▶ **Passage cité**:

Au fil de l’exposition se dessine le portrait d’une femme certes talentueuse et perfectionniste – ça ne se discute pas –, mais aussi terriblement attachante : discrète, généreuse, fidèle, modeste, libre, fantasque et gaie…
Discrète. Discrète sur ses amours – Hubert Ballay, le peintre Luc Simon, l’accordéoniste Roland Romanelli… – et sur ses engagements. On découvre, tout comme dans le film d’Amalric d’ailleurs, son engagement dans la lutte contre le sida, son soutien au combat d’Act Up et de Line Renaud. Loin des projecteurs, elle se rend dans les hôpitaux, va chanter et parler du sida dans les prisons – à la Maison d’arrêt d’Amiens, au Centre pénitentiaire de Marseille, chez les femmes à Fresnes… – amenant avec elle un médecin de l’Institut Pasteur. Elle s’engage également auprès des jeunes autistes, des sans-papiers, des sans-abris et insiste pour mener ses combats en toute discrétion.
Généreuse incontestablement. Invitée à chanter par une admiratrice à Göttingen, devant la gentillesse de ses hôtes, elle prolonge son contrat d’une semaine et leur offre, le dernier soir, une chanson de sa composition. Ce titre deviendra le symbole de la réconciliation franco-allemande, mais restera, pour Barbara, une chanson d’amour avant tout. Après les concerts, malgré la fatigue, elle accorde des séances de dédicace interminables à son public.
Fidèle. Fidèle à ses amis, à ses collaborateurs (musiciens, assistantes…). “Une petite cantate” (1965), est ainsi dédiée à l’une de ses premières pianistes, Liliane Benelli, tuée dans un accident de voiture et “Gauguin” (1990) à Jacques Brel, son ami alors disparu. Par ailleurs, Charley Marouani fut son imprésario pendant plus de trente ans, jusqu’à la fin.
Modeste. Elle s’est toujours refusée à être considérée comme un poète ou une poétesse, considérant qu’elle ne faisait que composer des “petits zinzins”, des chansons qui ne tournaient qu’autour de sa vie, de sa vie de femme, disait-elle.

▶ **Extraits d'enregistrements**:
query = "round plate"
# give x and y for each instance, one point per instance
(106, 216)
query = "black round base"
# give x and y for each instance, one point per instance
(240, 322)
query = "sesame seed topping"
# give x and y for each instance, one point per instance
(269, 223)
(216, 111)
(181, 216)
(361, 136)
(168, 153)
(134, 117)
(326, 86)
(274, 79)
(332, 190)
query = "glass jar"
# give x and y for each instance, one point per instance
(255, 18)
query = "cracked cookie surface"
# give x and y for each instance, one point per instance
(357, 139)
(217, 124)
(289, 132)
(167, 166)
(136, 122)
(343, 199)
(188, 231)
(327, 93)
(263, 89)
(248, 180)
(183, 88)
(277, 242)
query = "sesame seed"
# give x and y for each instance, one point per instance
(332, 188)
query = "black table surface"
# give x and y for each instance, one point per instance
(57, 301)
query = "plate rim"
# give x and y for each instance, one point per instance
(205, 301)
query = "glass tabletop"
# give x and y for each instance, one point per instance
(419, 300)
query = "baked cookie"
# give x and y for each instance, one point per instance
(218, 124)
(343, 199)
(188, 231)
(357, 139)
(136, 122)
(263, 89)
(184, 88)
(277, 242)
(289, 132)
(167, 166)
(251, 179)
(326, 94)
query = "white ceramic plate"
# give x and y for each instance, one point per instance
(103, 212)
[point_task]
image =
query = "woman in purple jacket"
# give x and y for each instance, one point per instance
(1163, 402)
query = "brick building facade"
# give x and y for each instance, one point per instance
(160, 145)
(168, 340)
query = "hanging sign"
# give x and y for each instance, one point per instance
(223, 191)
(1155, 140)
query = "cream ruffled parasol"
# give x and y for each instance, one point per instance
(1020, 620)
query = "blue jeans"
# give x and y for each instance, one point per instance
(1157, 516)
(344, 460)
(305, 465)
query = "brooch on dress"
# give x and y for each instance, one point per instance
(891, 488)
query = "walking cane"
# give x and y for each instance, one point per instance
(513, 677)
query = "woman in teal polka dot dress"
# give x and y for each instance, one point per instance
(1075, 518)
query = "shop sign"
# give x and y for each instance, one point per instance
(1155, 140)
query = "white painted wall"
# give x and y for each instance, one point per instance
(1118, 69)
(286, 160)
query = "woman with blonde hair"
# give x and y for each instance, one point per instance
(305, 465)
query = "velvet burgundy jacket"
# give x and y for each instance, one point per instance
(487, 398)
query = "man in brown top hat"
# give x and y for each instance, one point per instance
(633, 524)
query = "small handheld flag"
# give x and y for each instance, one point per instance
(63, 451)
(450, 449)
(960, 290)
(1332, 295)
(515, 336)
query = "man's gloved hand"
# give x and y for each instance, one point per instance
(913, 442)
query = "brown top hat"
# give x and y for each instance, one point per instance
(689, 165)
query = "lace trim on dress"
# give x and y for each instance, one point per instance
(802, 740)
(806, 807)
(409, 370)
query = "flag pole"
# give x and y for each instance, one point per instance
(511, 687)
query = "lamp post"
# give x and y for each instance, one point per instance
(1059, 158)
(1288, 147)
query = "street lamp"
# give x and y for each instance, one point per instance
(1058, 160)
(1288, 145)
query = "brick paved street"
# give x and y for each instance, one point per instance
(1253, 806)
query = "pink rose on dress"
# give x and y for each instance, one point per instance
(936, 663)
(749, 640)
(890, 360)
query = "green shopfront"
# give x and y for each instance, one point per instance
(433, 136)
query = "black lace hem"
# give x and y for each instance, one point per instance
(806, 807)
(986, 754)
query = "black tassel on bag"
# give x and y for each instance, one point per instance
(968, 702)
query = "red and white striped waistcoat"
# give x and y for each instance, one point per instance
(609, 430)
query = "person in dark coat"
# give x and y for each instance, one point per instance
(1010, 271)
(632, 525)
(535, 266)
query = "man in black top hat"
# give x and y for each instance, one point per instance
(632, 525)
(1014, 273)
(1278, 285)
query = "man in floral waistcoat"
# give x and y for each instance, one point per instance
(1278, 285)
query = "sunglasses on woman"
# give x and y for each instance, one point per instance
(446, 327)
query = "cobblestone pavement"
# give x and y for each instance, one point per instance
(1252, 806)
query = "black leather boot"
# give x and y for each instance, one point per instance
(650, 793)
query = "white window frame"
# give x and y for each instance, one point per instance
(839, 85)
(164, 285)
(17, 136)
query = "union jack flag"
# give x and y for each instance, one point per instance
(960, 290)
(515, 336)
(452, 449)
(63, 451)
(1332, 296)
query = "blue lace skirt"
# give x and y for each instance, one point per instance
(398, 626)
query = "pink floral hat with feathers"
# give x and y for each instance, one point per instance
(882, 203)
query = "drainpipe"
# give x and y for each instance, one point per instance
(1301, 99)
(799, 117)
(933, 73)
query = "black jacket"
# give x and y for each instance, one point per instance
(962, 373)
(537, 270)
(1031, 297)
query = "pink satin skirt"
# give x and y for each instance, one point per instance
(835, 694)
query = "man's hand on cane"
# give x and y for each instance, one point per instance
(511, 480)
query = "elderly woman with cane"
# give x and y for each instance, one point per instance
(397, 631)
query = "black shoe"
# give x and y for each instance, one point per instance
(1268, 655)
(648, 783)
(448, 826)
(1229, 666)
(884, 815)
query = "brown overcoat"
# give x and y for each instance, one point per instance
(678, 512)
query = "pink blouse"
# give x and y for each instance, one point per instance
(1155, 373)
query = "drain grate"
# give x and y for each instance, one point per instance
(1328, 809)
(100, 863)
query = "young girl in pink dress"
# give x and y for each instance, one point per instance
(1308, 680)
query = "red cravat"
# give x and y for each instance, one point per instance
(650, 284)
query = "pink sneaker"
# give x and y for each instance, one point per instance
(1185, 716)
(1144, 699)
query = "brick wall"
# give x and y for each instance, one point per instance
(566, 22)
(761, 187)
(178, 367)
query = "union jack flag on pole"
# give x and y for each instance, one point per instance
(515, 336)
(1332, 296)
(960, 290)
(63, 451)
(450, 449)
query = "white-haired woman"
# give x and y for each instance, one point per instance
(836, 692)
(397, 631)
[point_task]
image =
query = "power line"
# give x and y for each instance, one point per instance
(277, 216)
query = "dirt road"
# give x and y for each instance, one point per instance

▶ **Tâche à réaliser**:
Poursuivez le texte sur l'exposition consacrée à Barbara en reprenant juste après sa dernière phrase.

▶ **Réponse**:
Libre comme l’héroïne de “Moi, je me balance” que Barbara composa pour le film de Nelly Kaplan “La Fiancée du pirate” ou celle qui, dans “Parce que (je t’aime)”, met librement fin à une romance.
L’exposition, extrêmement riche, ne néglige aucun des aspects de la carrière de Barbara, qu’il s’agisse de ses furtives incursions au cinéma – dans “Franz”, le seul film de Jacques Brel en tant que réalisateur, “L’oiseau rare” de son ami Jean-Claude Brialy ou encore le film ballet de Maurice Béjart “Je suis né à Venise” – ou même son unique expérience théâtrale que fut “Madame”, la comédie musicale écrite par Rémo Forlani. Sans oublier les émissions de variétés de Maritie et Gilbert Carpentier, les tournées à New-York et à Tokyo, les concerts mythiques… Puis le dernier concert à Tours, le dernier disque, une dernière séance de travail dans la jolie maison de Précy-sur-Marne… Et la dernière salle qui nous montre cette terrible couverture de Libération du 26 novembre 1997, un dernier salut… Le visiteur ressort de cette exposition sous le charme comme jamais. Et des mélodies plein la tête. Si mi la ré si mi la ré si sol do fa… La tristesse n’est pas de mise car restent les chansons. Après Pantin 1981, voici Pantin 2017. Chapeau bas ! Alors tous à Pantin, un rendez-vous avec Barbara, ça ne se refuse pas.
Isabelle Fauvel
Exposition “Barbara” à la Philharmonie de Paris, du 13 octobre 2017 au 28 janvier 2018
“Barbara” de Mathieu Amalric (2017) avec Jeanne Balibar dans le rôle-titre
“Depardieu chante Barbara” au Cirque d’Hiver du 7 au 12 novembre 2017
Même si cette exposition est moins riche que celle qui fut consacrée à Brassens, la magie Barbara demeure et nous plonge dans une douce mélancolie. Je signale qu’à la fin de l’exposition on peut trouver une « intégrale » , 22 CD et plus de 390 titres qui nous emmènent du cabaret « L’Ecluse, à l’Olympia, Pantin, en passant par un fabuleux Musicorama en 1968. Tout ça pour 99 euros avec un livret intéressant. Une bonne idée pour Noël.